Work order. An exact reproduction of all the entries is the expected answer.

Saved entries
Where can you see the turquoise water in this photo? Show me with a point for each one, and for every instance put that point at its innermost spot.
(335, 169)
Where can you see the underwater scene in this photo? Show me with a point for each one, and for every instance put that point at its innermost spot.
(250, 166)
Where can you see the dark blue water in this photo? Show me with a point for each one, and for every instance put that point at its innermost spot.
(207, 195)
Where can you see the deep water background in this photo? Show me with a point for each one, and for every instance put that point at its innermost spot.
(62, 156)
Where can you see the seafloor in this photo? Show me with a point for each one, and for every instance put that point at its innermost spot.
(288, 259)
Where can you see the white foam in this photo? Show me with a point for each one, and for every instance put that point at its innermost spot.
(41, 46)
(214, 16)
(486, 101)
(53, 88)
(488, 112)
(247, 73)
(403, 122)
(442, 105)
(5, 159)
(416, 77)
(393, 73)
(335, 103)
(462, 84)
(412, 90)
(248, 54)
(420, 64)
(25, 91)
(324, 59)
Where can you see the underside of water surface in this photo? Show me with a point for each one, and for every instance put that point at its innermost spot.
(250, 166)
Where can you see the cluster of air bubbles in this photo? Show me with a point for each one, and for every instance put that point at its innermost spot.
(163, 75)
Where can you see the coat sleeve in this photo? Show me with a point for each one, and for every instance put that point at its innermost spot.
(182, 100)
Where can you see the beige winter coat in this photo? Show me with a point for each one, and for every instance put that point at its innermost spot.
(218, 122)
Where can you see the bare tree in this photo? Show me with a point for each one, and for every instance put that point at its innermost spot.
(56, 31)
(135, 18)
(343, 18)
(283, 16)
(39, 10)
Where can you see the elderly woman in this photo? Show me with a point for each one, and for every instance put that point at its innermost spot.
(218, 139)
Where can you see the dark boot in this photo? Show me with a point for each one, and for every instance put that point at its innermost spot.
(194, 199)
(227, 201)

Worked solution.
Where can you see the turquoise water in this photo? Show me with a point for each one, and for every instance put that point at its innermost spot.
(335, 169)
Where can you see the underwater scene in this photo? Show me with a point for each one, and for every instance put that point at its innermost spot.
(250, 166)
Where can you see the dark blue water in this photo? Show me with a point for each one, and for every instance put that point at its innermost spot.
(207, 195)
Where can you see the deep water background in this photo? Show me with a point for each one, and for every instance put that point at its innermost spot.
(62, 156)
Where can you see the seafloor in this photo? Show me with a point for each one, and for every instance put that point at its innermost spot.
(288, 259)
Where can you see the white foam in this photo? Show me with a point for each one, and for every instance put that point at its innermost spot.
(41, 46)
(214, 16)
(486, 101)
(53, 88)
(488, 112)
(247, 73)
(403, 122)
(442, 105)
(5, 159)
(416, 77)
(393, 73)
(335, 103)
(462, 84)
(412, 90)
(248, 54)
(420, 64)
(25, 91)
(324, 59)
Where can you see the underside of water surface in this photo? Show me with a point for each one, and for every instance put that point at its innermost spot.
(250, 166)
Where can you see the cluster of air bubbles in this photo? Show me with a point for each one, and for every instance put that point at its innermost spot.
(163, 75)
Where can you see the coat sleeve in this photo? Show me with a point for each one, and for every instance put that point at its innermost spot.
(182, 100)
Where can you see the beige winter coat in this photo? Show me with a point for each one, and for every instance put that point at its innermost spot.
(218, 122)
Where can you see the bare tree in this photo? Show me with a point for each one, and for every instance put that point at its innermost spot.
(56, 31)
(135, 18)
(343, 18)
(283, 16)
(39, 10)
Where can you see the elderly woman in this photo? Show me with a point for each one, and for every instance put that point at its innermost spot.
(218, 139)
Where can you see the dark boot in this photo? Show me with a point for each one, and for every instance put that point at its innermost spot.
(194, 199)
(227, 201)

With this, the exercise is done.